# Text passage:

-- start --

The second issue involves the alleged violation of DR 1-102 (A)(5) of the former Code of Professional Responsibility. *fn4 Both the Hearing Committee and the Board found that respondent had violated three disciplinary rules, including DR 1- 102 (A)(5), and the Board concluded that these violations provide an independent rationale for imposing sanctions. (Bd. Rpt. at 13.) We accept the findings of the Board regarding DR 1-102 (A)(3) ("illegal conduct involving moral turpitude that adversely reflects on [respondent's] fitness to practice law") and DR 1-102 (A)(4) ("conduct involving dishonesty, fraud, deceit, or misrepresentation"). The Board's recommendation regarding the alleged DR 1-102 (A)(5) violation, however, requires additional consideration.

DR 1-102 (A)(5) states that a "lawyer shall not . . . engage in conduct that is prejudicial to the administration of Justice." The Hearing Committee found that respondent violated DR 1-102 (A)(5) when he "lied to the FHLBB [the Federal Home Loan Bank Board], under oath, during its investigation undertaken to determine whether the agency should approve the proposed change in control application [for CFS Corporation] and whether the Respondent and others previously had formed a control group without making the requisite disclosure." (Hrg. Comm. Rpt. at 83.) The Board agreed that respondent's actions in relation to the Federal Home Loan Bank Board's (FHLBB) investigation constituted a violation of DR 1-102 (A)(5). (Bd. Rpt. at 10.) We find that although respondent's conduct did not involve a court proceeding, it is appropriate nevertheless to view such conduct as prejudicial to the administration of Justice. *fn5

Our case law supports a somewhat expansive view of DR 1-102 (A)(5). As we stated in In re Alexander, 496 A.2d 244 (D.C. 1985), DR 1-102 (A)(5) "is a general rule that is purposely broad to encompass derelictions of attorney conduct considered reprehensible to the practice of law." Id. at 255 (citing the Board's adopted Appendix). We have also endorsed the notion that "conduct that is prejudicial to the administration of Justice" can be equated to "conduct unbecoming a member of the bar." *fn6 In re Solerwitz, 575 A.2d 287, 292 (D.C. 1990) (per curiam) (citing the Board's adopted Appendix). This broad reading is supported by the aim of DR 1-102 set forth in the Code of Professional Responsibility, which is to uphold the "integrity and competence of the legal profession." See In re Hopkins, 677 A.2d 55, 59 (D.C. 1996) (citing Canon 1 of the Code of Professional Responsibility). A DR 1-102 (A)(5) violation does not require that a specific court procedure be violated, nor does it require that a judicial body make an incorrect decision. Id. at 59-60. Such a violation also does not have to be affiliated specifically with the judicial decision-making process; the conduct simply must bear upon the administration of Justice. Id. at 60-61. *fn7

In Hopkins, we utilized three criteria to ascertain whether an attorney's conduct is prejudicial to the administration of Justice under DR 1-102 (A)(5). *fn8 Id. First, there must be an improper action or a failure to take a proper action. Hopkins, supra, 677 A.2d at 60-61. Second, "the conduct itself must bear directly upon the judicial process (i.e., the `administration of Justice') with respect to an identifiable case or tribunal." Id. at 61. The proceeding implicated by the conduct can be either judicial or quasi-judicial in nature. In re Keiler, 380 A.2d 119, 123 (D.C. 1977) (per curiam) (DR 1-102 (A)(5) violation involving private arbitration process), overruled in part on other grounds. Third, the conduct must "at least potentially impact upon the process to a serious and adverse degree." Hopkins, supra, 677 A.2d at 61.

-- end --

# To-do list:
a) Answer these questions using the attorney discipline passage:
(i) For which two rules did the court accept the Board's findings?
(ii) What does DR 1-102 (A)(5) say a lawyer shall not engage in?
(iii) How many criteria did the court use in Hopkins to decide whether conduct is prejudicial to the administration of Justice?
b) According to the attorney discipline passage, why is a broad reading of DR 1-102 (A)(5) justified? Answer in one to three sentences.
c) Reproduce the attorney discipline passage word for word, from "The second issue" to "requires additional consideration.".

# Information provided:
-- start --

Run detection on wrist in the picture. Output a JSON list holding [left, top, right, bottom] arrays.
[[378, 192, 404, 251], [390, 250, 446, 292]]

-- end --

# Results for the exercise:
a)
(i) DR 1-102 (A)(3) and DR 1-102 (A)(4).
(ii) Conduct that is prejudicial to the administration of Justice.
(iii) Three.

b) The aim of DR 1-102 under the Code of Professional Responsibility is to uphold the "integrity and competence of the legal profession," and that aim supports the broad reading. In re Alexander also calls the rule purposely broad, so that it covers attorney misconduct considered reprehensible to the practice of law.

c)
The second issue involves the alleged violation of DR 1-102 (A)(5) of the former Code of Professional Responsibility. *fn4 Both the Hearing Committee and the Board found that respondent had violated three disciplinary rules, including DR 1- 102 (A)(5), and the Board concluded that these violations provide an independent rationale for imposing sanctions. (Bd. Rpt. at 13.) We accept the findings of the Board regarding DR 1-102 (A)(3) ("illegal conduct involving moral turpitude that adversely reflects on [respondent's] fitness to practice law") and DR 1-102 (A)(4) ("conduct involving dishonesty, fraud, deceit, or misrepresentation"). The Board's recommendation regarding the alleged DR 1-102 (A)(5) violation, however, requires additional consideration.